> _WHAT NEEDS TO BE DONE_: State how many lines in the records below contain the string "metal". Respond with the number only.
Begin AVAILABLE RECORDS
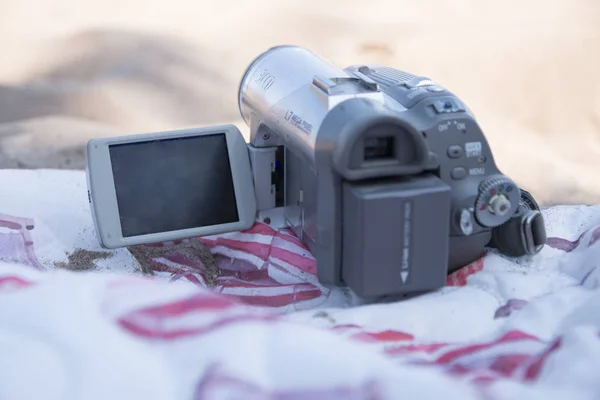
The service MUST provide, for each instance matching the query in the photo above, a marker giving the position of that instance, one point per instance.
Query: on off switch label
(473, 149)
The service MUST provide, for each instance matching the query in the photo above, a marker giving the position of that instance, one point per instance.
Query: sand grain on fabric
(198, 255)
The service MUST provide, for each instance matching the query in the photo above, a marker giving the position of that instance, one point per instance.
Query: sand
(73, 70)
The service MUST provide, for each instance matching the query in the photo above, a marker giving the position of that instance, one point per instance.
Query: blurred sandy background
(529, 69)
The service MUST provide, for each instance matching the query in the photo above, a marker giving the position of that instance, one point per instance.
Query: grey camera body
(386, 176)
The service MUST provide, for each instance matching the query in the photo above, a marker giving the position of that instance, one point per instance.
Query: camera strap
(523, 234)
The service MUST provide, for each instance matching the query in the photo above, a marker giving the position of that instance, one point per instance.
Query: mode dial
(497, 201)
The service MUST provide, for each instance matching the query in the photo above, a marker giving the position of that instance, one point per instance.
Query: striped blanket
(266, 328)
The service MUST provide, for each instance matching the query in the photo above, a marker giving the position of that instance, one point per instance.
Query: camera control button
(458, 173)
(455, 151)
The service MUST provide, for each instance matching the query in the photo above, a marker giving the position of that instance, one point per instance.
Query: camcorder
(385, 176)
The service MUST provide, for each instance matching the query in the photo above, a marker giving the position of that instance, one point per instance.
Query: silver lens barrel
(277, 73)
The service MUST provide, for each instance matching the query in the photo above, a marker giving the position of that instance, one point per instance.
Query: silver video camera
(384, 175)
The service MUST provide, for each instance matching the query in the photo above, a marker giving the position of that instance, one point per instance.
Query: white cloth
(501, 329)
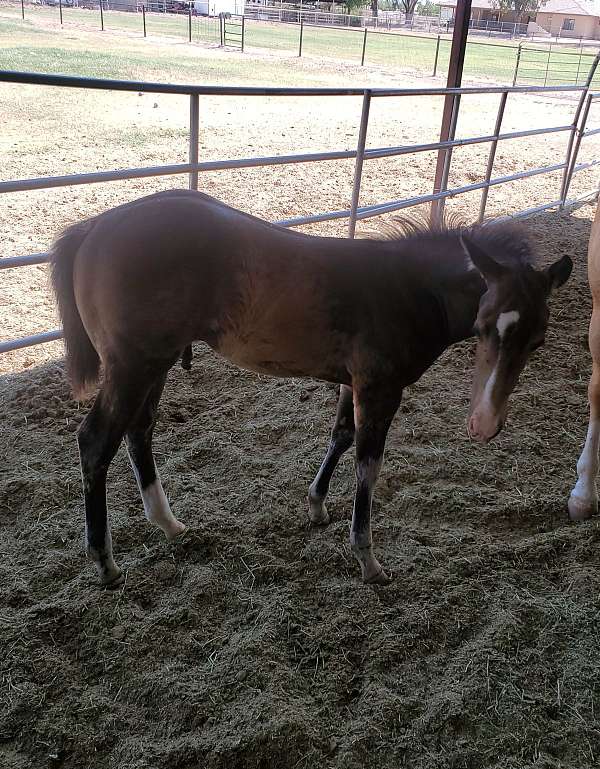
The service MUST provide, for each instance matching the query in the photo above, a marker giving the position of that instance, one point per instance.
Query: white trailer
(216, 7)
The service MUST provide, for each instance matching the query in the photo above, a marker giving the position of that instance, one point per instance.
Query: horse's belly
(280, 358)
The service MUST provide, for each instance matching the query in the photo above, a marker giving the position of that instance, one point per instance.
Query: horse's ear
(489, 268)
(559, 272)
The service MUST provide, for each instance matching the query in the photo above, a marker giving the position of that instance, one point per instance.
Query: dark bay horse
(137, 284)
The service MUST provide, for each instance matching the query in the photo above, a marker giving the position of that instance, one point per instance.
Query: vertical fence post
(194, 136)
(572, 153)
(360, 156)
(439, 205)
(451, 104)
(437, 53)
(548, 63)
(578, 66)
(362, 58)
(492, 155)
(517, 62)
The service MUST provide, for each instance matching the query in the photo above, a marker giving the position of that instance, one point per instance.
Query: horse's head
(511, 323)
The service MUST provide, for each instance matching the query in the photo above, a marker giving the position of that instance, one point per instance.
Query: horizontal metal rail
(356, 212)
(95, 177)
(30, 341)
(70, 81)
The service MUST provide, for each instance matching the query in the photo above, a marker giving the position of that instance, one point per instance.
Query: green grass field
(490, 61)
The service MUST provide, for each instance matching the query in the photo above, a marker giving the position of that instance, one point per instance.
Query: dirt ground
(250, 643)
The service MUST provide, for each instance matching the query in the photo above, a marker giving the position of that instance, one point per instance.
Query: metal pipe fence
(308, 32)
(576, 131)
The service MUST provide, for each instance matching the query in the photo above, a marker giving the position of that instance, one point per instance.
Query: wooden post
(455, 68)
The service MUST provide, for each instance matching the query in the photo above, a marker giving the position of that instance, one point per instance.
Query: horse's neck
(461, 303)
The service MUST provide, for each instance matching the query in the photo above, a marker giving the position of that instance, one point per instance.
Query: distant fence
(427, 54)
(383, 20)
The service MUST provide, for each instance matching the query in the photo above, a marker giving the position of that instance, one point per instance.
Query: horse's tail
(83, 362)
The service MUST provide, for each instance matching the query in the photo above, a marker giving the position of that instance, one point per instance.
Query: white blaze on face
(505, 321)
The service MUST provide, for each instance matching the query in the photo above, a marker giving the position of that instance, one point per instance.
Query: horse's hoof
(175, 530)
(380, 578)
(317, 512)
(581, 509)
(114, 580)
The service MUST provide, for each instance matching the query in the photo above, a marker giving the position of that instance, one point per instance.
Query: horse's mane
(507, 241)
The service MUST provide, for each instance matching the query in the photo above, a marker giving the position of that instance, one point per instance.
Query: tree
(408, 8)
(519, 7)
(354, 5)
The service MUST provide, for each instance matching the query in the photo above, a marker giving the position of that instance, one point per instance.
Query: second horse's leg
(342, 437)
(139, 447)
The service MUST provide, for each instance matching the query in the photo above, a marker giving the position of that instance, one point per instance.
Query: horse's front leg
(583, 501)
(373, 414)
(342, 437)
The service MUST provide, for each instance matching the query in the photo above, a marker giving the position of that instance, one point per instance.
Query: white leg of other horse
(583, 501)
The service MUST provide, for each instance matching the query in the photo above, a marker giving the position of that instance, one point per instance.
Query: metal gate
(232, 31)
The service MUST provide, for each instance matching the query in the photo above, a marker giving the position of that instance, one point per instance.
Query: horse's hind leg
(342, 438)
(98, 438)
(139, 447)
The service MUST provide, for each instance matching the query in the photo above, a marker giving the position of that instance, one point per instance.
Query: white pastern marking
(156, 504)
(505, 320)
(587, 466)
(367, 472)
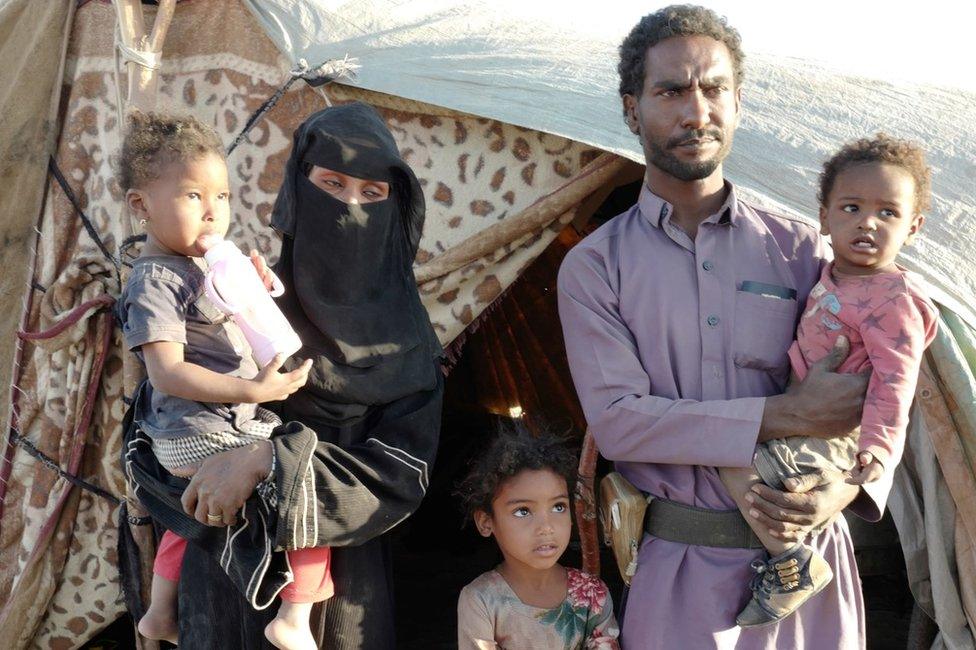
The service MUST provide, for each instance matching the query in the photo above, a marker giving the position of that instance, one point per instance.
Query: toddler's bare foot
(159, 625)
(288, 635)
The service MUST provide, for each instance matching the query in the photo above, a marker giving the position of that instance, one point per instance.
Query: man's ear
(630, 114)
(738, 105)
(917, 222)
(136, 202)
(482, 521)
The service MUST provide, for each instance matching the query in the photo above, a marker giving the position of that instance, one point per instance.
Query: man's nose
(696, 110)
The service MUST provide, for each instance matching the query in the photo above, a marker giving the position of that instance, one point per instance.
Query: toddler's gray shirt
(164, 300)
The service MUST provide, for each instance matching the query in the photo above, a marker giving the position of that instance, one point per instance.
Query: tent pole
(142, 84)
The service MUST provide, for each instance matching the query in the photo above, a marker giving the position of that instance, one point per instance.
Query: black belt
(677, 522)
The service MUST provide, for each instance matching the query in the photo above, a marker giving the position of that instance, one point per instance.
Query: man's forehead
(683, 58)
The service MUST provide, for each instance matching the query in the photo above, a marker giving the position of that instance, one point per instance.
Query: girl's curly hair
(513, 450)
(881, 148)
(152, 140)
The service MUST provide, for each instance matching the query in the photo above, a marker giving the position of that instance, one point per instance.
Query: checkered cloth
(177, 453)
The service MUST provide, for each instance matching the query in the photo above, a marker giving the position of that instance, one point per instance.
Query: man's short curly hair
(675, 20)
(153, 140)
(881, 148)
(514, 450)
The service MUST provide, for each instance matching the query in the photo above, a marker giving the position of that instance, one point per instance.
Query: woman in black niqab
(355, 458)
(353, 298)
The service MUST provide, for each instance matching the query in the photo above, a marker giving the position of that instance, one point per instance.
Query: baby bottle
(233, 284)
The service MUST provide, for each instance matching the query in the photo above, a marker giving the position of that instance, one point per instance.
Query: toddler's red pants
(310, 566)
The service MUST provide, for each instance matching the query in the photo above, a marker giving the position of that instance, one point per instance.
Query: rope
(51, 464)
(323, 74)
(52, 165)
(268, 104)
(145, 58)
(73, 318)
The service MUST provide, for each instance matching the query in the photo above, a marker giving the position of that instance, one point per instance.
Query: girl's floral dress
(491, 617)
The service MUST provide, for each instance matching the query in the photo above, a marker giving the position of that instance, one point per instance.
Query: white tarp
(512, 63)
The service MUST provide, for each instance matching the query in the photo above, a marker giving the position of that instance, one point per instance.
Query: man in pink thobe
(677, 316)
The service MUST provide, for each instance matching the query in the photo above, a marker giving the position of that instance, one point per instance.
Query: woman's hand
(811, 500)
(269, 385)
(224, 482)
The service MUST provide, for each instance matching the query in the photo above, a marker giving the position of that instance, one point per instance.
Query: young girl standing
(518, 493)
(204, 387)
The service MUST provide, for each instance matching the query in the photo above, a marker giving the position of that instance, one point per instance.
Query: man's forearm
(781, 419)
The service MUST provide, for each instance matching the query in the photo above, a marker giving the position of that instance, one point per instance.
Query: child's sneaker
(782, 584)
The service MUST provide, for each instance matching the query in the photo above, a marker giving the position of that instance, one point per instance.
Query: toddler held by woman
(204, 387)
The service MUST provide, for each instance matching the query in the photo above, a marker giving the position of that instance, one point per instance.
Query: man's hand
(811, 500)
(224, 482)
(824, 405)
(273, 386)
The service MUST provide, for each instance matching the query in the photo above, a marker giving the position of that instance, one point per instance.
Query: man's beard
(663, 158)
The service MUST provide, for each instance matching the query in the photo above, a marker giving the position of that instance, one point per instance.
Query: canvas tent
(514, 127)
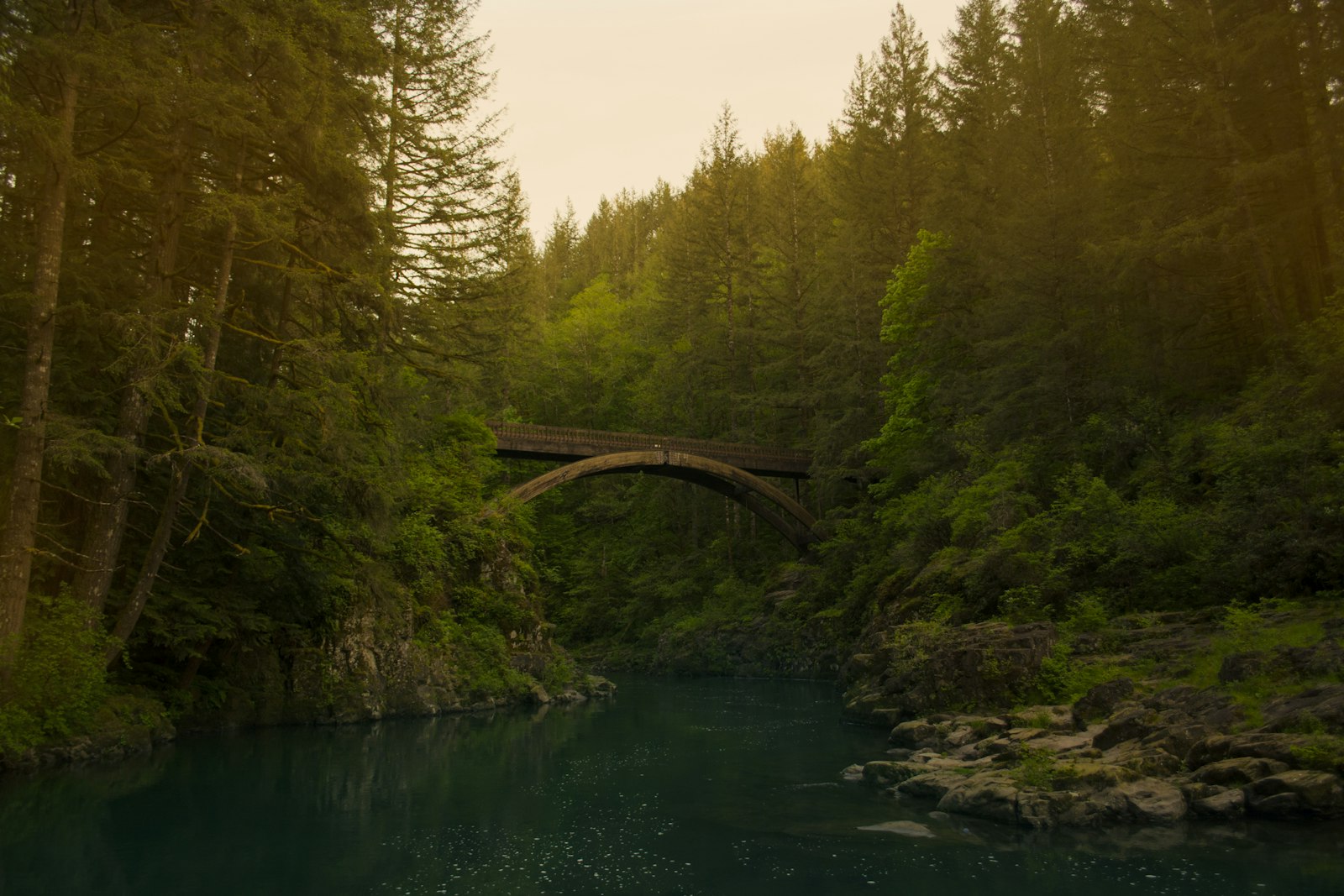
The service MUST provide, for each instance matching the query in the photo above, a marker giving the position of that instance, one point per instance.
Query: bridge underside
(533, 443)
(785, 515)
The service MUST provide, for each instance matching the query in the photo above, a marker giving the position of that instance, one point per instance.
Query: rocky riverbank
(1135, 748)
(370, 669)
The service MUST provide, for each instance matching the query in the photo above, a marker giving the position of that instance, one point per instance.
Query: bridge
(729, 468)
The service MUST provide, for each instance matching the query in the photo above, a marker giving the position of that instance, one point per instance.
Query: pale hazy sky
(602, 96)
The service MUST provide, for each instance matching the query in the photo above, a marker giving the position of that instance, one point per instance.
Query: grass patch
(1037, 768)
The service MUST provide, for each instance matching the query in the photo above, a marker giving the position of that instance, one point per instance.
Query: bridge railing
(535, 437)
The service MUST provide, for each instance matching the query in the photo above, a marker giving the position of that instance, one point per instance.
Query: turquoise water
(709, 786)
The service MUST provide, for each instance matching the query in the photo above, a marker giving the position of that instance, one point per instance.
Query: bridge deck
(564, 443)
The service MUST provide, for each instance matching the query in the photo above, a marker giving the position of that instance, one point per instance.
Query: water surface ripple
(707, 786)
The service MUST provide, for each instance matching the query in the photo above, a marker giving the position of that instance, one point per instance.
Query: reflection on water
(675, 788)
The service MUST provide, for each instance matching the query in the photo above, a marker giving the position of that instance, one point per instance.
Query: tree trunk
(181, 479)
(104, 535)
(17, 540)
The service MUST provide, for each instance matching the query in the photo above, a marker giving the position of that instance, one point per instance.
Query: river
(703, 786)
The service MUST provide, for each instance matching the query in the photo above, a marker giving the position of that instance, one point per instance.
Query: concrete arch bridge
(732, 469)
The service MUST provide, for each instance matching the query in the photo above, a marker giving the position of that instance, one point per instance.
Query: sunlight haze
(602, 96)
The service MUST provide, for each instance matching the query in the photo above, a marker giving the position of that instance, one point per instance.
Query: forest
(1057, 317)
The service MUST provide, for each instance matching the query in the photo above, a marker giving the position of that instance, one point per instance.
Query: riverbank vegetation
(1058, 318)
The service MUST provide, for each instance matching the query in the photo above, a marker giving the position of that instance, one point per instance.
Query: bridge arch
(785, 515)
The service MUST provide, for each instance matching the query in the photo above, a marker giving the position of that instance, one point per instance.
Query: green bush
(58, 681)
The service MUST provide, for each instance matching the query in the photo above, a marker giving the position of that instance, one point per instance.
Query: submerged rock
(1297, 794)
(902, 828)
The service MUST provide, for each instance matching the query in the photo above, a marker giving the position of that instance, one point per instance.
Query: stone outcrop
(1152, 761)
(921, 671)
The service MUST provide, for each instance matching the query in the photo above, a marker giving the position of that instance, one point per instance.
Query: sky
(602, 96)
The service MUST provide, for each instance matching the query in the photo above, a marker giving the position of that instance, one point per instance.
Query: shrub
(58, 680)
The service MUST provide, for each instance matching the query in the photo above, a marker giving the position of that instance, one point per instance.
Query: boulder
(1236, 772)
(885, 774)
(1153, 801)
(1263, 745)
(984, 797)
(1229, 804)
(914, 669)
(917, 735)
(1047, 718)
(931, 785)
(1131, 725)
(1316, 708)
(1297, 794)
(1101, 700)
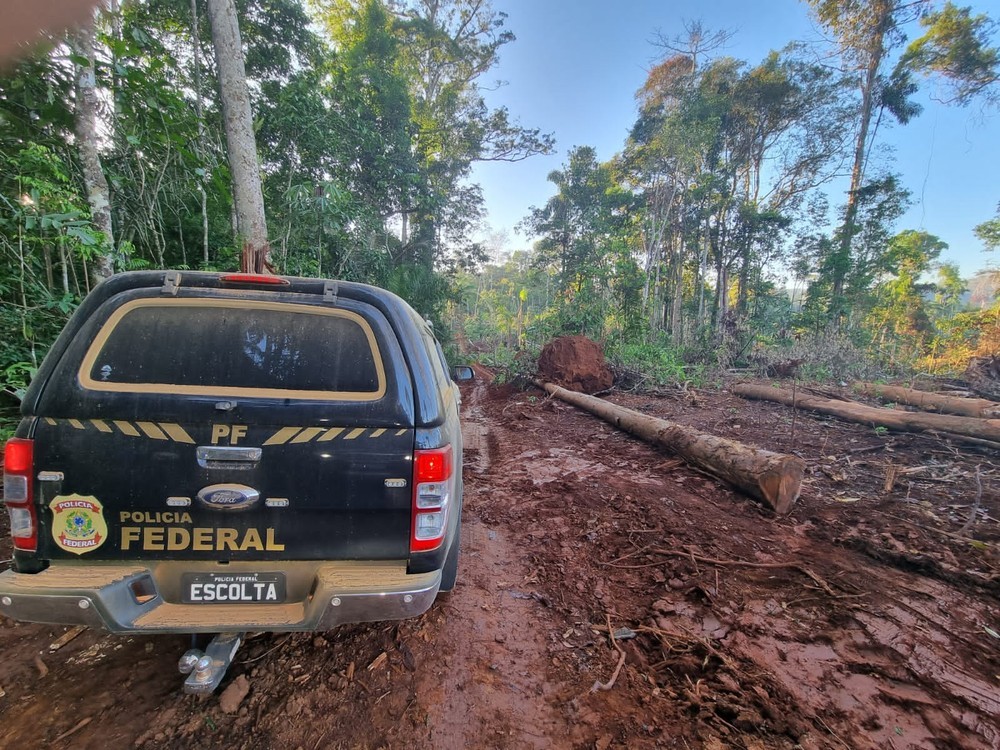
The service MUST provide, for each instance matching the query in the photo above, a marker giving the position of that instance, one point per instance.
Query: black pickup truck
(204, 453)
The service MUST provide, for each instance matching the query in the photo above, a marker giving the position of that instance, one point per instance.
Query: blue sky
(576, 65)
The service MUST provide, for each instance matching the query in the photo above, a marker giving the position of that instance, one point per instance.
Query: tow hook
(205, 669)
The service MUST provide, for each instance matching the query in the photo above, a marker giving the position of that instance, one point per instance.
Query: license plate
(233, 588)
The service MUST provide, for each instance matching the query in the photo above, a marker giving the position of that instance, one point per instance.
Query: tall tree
End AVAILABLE RECORDS
> _TASK ANSWER_: 3